**Work instructions:** A faithful copy of the whole listing is required.
-- Available data follows --
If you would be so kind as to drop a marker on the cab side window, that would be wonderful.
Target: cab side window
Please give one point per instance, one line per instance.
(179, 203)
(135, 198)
-- Available data concluded --
**Answer to this task:**
If you would be so kind as to drop a marker on the cab side window, that would be wonderful.
Target: cab side window
Please give one point per instance, one line per instance.
(179, 203)
(135, 198)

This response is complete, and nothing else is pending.